> **EXERCISE GOAL**:
Reproduce every line below word for word, leaving out the picture.

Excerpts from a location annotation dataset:

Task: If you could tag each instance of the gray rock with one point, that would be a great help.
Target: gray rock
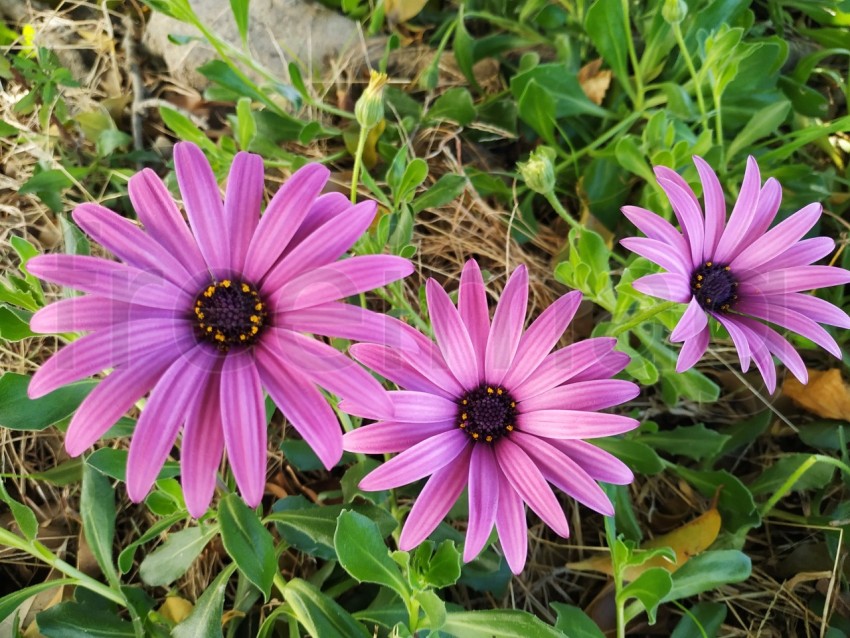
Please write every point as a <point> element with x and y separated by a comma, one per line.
<point>279,32</point>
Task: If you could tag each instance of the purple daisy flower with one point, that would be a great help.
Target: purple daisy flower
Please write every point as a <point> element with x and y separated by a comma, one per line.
<point>207,316</point>
<point>740,273</point>
<point>490,408</point>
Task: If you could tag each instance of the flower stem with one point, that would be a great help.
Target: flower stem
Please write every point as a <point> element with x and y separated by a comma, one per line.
<point>642,317</point>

> **OUTPUT OF THE EXERCISE**:
Task: If you could tag each instance of the gray rock with one point, that would be a great help.
Target: gray rock
Please write every point as a <point> element with x and y separated by a comma, one per line.
<point>279,32</point>
Task: If you could tag each instance of the purple daisy flower with one point, that would be a great help.
Target: purple daisy flower
Please write every point as a <point> element with x and y separated by a comma, one per line.
<point>207,316</point>
<point>740,273</point>
<point>490,408</point>
Task: If you could tag each instance of the flower stem with one point, that would be a great help.
Target: flower stem
Please write every point as a <point> element with x and y separated by a comma, one per line.
<point>642,317</point>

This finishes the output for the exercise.